Text passage
* * * * *
# Clearfork



## DHower08 (Nov 20, 2015)

Anyone been to clearfork recently. If so how's the bass bite been. Thinking about making the 1 1/2 hour drive down Sunday with my son. Haven't been down there at all this year


----------



## bigbass201 (Oct 26, 2015)

I haven't been there yet this year either and was wondering the same thing. Last year at this time I was surprised by how many weeds were gone. We did real well along the edge of the pencil reeds. One thing you might want to consider is with all this rain that place could be really muddy. I know the spring the rains really muddy up the lake. Good luck, and I'll be looking forward to seeing how you do.


----------



## mepps_fisher (May 6, 2009)

Didn't they kill off all the grass last year? hopefully it made a comeback.


----------



## bigbass201 (Oct 26, 2015)

mepps_fisher said:


> Didn't they kill off all the grass last year? hopefully it made a comeback.


They said they didn't, but it sure looked like they did.


----------



## DHower08 (Nov 20, 2015)

I also heard they did I will call down there and talk to someone at marina


----------



## puregreen (May 23, 2009)

I was told they sprayed this spring


----------



## lakeslouie (Jan 11, 2006)

Was just there last Friday. Mainlake weeds are gone. Was told by a local they've been spraying. Bite is off. We have a club tourny there Sun. but only have 7 boats. Come join us....


----------



## lakeslouie (Jan 11, 2006)

DHower08 said:


> I also heard they did I will call down there and talk to someone at marina


Call Gary Foster the park manager. Contact info at City of Mansfield, Clear Fork lake. Also shows a link for all tourny permits so you know what you're getting in to. Hope helps


----------



## lakeslouie (Jan 11, 2006)

bigbass201 said:


> I haven't been there yet this year either and was wondering the same thing. Last year at this time I was surprised by how many weeds were gone. We did real well along the edge of the pencil reeds. One thing you might want to consider is with all this rain that place could be really muddy. I know the spring the rains really muddy up the lake. Good luck, and I'll be looking forward to seeing how you do.


Was real muddy Fri. I'm afraid it's gonna be worse Sun.


----------



## DHower08 (Nov 20, 2015)

Thanks wveryone. I'll make a few calls may end up taking him up to Cleveland harbor instead.


----------



## DHower08 (Nov 20, 2015)

lakeslouie said:


> Was just there last Friday. Mainlake weeds are gone. Was told by a local they've been spraying. Bite is off. We have a club tourny there Sun. but only have 7 boats. Come join us....


What's entry fee and payout


----------



## lakeslouie (Jan 11, 2006)

Was joking, it's a club tourny. Not an open. I was just saying there are only 7 boats. I don't think our presence will bother you or your son.


----------



## bigbass201 (Oct 26, 2015)

lakeslouie said:


> Was real muddy Fri. I'm afraid it's gonna be worse Sun.


I'm planning on fishing there, but will probably wait till October now. Thanks for the info. Really appreciate it.


----------



## DHower08 (Nov 20, 2015)
* * * * *
Written task 1
Echo the passage of the Clearfork fishing thread that begins with the words "What's entry fee" and ends after the words "or your son.".
The fishing thread and the entries that follow it have no connection to each other.

Records for processing
* * * * *
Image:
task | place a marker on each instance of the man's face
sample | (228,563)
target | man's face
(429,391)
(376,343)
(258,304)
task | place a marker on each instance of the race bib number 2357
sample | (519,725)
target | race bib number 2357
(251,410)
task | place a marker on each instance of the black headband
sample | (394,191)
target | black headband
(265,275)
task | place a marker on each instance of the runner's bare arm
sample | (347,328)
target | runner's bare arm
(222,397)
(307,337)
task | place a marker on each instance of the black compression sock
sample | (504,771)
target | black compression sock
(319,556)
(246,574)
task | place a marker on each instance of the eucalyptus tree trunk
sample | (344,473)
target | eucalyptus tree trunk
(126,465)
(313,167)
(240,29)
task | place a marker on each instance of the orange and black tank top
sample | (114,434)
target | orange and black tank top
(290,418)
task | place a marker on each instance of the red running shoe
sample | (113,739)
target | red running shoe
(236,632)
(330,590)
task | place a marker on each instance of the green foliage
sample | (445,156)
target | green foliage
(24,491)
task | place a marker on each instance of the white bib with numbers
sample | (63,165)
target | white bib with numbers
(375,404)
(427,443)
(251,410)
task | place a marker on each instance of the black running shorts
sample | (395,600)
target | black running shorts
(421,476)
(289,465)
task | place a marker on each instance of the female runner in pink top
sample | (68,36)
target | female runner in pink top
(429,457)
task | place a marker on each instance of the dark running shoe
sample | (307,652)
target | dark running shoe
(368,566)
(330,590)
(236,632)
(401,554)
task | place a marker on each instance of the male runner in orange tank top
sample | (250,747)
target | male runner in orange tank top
* * * * *
Written task 2
Locate every line of the entries that contains the string "race", and copy each of those lines. Matching is case-sensitive.

Written reply 1
What's entry fee and payout


----------



## lakeslouie (Jan 11, 2006)

Was joking, it's a club tourny. Not an open. I was just saying there are only 7 boats. I don't think our presence will bother you or your son.

Written reply 2
task | place a marker on each instance of the race bib number 2357
target | race bib number 2357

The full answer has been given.